I have survey date with 5 main variables f1_, f2_, f3_ ,f4_ and f5_ and each f*_ group variable has up to 10 sub groups, ex: f1_1 , f1_2 ,f1_3 ... or f2_1, f2_2, ... f2_10.
I would like to perform a pivot_longer to reshape my dataframe in order to do my analysis, I am R user and did it like this and I would like to know how can I achieve the same output via python, pandas.
df %>%
# Reshape data - to long
pivot_longer(cols = all_of(ends_with(c("1","2","3", "4" ,"5"))), names_to = c("name", "check_id"), names_pattern = "(.*)(.)") %>%
# Reshape data - to wide
pivot_wider(names_from = name) %>%
#unnest data
unnest() %>%
# remove row if it has a NA value in both column
filter_at(.vars = vars(one_of(c("f1_", "f2_"))),~ !is.na(.)) %>%
# Crosstab 3 way
tabyl(check_id, f1_ ,f2_ ) %>%
# add total row and col
adorn_totals(c("row", "col" ))
Here is the desired output:
$No
check_id Person 1 Person 2 Person 3 Person 4 Total
1 2 0 0 0 2
2 0 1 0 0 1
3 0 0 1 0 1
4 1 0 0 1 2
Total 3 1 1 1 6
$Yes
check_id Person 1 Person 2 Person 3 Person 4 Total
1 5 0 0 0 5
2 0 5 0 0 5
3 0 1 2 0 3
4 0 0 0 1 1
Total 5 6 2 1 14
df = pd.DataFrame(
{
"f1_1": ["Person 1","NA","Person 1","Person 1","Person 1","Person 1","NA","Person 1", "Person 1"],
"f1_2": ["Person 2","NA","Person 2","Person 2","Person 2","NA","NA","Person 2","Person 2"],
"f1_3": ["Person 3","NA","NA","Person 3","Person 2","NA","NA","Person 3","NA"],
"f1_4": ["Person 4","NA","NA","Person 4", "NA","NA","NA","Person 1","NA"],
"f1_5": ["NA", "NA", "NA", "NA", "NA", "NA", "NA", "NA", "NA"],
"f2_1": ["Yes", "NA", "Yes", "No", "Yes", "No", "NA", "Yes", "Yes"],
"f2_2": ["Yes", "NA", "Yes", "No", "Yes", "NA", "NA", "Yes", "Yes"],
"f2_3": ["Yes", "NA", "NA", "No", "Yes", "NA", "NA", "Yes", "NA"],
"f2_4": ["Yes", "NA", "NA", "No", "NA", "NA", "NA", "No", "NA"],
"f2_5": ["NA", "NA", "NA", "NA", "NA", "NA", "NA", "NA", "NA"]
}
)
══════════════════════════════
Task goal -
Answer these questions about the forum post on reshaping survey data:
1. How many sub groups can each main variable have at most?
2. Which R function does the post use to add a total row and column?
3. What is the grand total in the desired output's "$Yes" table?

Dataset rows -
══════════════════════════════
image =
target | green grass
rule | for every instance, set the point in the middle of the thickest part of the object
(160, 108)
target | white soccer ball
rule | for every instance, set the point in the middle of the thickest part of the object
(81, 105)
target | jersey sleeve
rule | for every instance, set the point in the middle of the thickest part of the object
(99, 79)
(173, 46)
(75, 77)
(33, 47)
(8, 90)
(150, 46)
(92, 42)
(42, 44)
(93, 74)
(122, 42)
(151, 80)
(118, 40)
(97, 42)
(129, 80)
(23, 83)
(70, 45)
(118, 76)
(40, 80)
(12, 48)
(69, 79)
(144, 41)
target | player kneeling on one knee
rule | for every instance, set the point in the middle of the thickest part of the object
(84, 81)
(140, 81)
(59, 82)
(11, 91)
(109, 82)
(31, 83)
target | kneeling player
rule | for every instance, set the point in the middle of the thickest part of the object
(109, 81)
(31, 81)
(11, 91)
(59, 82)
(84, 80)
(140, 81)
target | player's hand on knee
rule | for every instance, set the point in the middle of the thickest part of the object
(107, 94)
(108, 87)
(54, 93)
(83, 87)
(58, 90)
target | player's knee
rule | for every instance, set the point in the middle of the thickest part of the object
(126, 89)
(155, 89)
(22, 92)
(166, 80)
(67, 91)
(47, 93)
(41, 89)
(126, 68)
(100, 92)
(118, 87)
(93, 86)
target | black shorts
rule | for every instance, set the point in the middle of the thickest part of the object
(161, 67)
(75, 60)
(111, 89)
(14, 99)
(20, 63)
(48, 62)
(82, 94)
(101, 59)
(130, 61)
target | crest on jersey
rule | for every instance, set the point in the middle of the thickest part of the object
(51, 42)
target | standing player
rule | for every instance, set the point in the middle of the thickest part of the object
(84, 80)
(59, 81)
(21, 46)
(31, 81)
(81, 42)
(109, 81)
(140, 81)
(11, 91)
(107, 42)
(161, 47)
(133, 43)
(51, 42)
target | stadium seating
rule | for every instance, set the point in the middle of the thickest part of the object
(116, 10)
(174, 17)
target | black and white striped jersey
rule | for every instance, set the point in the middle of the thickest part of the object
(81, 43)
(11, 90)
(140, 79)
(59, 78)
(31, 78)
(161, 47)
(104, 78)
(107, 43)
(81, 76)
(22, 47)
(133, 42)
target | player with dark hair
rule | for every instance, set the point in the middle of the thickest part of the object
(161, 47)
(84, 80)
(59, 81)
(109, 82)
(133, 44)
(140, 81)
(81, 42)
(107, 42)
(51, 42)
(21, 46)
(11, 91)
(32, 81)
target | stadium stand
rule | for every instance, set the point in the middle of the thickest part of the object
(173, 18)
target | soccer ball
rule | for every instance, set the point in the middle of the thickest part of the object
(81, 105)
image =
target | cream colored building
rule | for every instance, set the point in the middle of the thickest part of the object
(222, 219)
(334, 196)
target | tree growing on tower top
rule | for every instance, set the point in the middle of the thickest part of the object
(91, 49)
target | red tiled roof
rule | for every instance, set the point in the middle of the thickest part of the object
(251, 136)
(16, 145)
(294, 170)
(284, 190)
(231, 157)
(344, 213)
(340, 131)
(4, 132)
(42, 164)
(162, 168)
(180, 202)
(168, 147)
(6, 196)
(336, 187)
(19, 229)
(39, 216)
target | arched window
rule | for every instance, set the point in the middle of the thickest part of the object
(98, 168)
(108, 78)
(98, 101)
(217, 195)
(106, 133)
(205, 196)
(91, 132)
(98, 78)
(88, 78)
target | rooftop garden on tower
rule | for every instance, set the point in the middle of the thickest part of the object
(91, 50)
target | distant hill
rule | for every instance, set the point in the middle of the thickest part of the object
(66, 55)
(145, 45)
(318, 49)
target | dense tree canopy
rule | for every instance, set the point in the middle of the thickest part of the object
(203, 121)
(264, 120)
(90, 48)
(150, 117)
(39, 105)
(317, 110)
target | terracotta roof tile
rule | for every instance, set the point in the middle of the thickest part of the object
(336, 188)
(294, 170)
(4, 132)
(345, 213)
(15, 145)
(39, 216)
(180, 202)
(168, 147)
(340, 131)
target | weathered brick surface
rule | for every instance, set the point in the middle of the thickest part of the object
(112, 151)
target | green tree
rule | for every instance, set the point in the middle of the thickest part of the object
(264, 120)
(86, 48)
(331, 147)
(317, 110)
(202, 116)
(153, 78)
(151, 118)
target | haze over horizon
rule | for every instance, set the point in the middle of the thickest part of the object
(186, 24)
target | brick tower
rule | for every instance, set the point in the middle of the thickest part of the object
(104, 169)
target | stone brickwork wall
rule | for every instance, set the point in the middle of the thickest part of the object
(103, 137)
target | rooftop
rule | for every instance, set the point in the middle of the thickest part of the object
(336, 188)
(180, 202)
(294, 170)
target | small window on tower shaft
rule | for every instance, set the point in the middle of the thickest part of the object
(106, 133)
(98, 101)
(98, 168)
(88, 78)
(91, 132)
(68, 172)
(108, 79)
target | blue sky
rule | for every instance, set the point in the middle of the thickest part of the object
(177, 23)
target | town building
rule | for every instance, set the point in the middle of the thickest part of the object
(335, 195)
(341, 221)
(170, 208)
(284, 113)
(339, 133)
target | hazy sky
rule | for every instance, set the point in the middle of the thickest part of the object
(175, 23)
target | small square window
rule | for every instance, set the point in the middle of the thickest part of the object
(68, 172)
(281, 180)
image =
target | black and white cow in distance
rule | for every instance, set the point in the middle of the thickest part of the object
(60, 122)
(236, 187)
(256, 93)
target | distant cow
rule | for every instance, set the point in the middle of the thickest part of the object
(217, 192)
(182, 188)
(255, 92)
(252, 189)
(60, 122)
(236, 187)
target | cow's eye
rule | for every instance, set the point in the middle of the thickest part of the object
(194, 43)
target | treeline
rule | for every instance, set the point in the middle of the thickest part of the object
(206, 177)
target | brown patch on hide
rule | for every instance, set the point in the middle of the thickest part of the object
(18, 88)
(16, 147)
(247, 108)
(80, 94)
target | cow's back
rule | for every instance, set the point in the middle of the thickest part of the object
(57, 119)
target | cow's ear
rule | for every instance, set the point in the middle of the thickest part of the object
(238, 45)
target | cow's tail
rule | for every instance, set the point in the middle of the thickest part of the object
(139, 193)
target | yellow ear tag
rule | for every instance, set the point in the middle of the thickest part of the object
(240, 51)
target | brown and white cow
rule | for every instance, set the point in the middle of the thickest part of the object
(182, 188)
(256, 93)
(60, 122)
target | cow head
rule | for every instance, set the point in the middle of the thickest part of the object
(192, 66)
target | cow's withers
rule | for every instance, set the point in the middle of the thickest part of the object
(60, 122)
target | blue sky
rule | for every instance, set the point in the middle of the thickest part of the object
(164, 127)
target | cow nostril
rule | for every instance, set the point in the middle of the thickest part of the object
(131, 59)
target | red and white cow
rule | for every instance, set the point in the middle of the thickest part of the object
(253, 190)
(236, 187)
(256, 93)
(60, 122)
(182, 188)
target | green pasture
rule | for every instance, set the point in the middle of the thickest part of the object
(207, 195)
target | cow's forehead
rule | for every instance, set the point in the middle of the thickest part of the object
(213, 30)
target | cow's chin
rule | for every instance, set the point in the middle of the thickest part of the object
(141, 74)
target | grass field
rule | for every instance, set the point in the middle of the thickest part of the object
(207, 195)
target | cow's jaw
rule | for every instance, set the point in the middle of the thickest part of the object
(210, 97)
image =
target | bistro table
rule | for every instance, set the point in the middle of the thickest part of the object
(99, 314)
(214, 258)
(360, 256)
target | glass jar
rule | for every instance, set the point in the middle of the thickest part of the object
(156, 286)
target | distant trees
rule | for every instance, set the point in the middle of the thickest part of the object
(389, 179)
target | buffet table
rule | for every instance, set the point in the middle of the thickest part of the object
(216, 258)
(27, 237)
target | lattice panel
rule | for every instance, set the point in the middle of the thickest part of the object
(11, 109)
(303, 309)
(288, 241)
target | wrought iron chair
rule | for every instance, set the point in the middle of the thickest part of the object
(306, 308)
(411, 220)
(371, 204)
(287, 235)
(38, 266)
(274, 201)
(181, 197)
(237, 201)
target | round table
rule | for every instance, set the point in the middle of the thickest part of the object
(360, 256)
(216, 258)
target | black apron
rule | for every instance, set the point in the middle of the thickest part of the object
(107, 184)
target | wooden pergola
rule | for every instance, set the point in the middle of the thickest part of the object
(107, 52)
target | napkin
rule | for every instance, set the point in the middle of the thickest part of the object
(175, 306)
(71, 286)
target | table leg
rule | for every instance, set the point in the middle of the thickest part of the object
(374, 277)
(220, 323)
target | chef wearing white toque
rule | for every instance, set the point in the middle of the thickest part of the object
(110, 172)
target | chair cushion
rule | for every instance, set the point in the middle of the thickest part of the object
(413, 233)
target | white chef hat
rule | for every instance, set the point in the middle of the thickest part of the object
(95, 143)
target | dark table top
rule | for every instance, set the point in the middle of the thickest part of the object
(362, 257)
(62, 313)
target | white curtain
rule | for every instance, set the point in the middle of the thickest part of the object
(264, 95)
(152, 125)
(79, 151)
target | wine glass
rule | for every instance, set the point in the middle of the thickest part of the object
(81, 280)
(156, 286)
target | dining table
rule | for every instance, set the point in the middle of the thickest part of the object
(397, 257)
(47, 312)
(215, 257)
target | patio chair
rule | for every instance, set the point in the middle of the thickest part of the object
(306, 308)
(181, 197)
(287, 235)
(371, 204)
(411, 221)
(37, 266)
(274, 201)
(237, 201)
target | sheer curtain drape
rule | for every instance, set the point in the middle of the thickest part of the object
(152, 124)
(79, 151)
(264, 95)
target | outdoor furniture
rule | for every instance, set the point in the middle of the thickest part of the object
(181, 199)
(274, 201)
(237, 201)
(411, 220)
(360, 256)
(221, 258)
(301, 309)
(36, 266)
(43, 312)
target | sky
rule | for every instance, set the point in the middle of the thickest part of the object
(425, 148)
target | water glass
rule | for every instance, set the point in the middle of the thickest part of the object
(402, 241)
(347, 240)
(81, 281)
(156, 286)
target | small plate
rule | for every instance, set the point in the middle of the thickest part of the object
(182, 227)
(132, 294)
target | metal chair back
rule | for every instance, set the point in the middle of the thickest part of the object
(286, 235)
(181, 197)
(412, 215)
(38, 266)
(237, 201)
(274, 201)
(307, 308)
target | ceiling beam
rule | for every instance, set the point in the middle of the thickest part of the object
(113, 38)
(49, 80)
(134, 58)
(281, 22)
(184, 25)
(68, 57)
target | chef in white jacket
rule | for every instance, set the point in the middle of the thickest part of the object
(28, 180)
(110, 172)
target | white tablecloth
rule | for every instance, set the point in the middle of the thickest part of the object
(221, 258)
══════════════════════════════
Expected answer -
1. Up to 10
2. adorn_totals
3. 14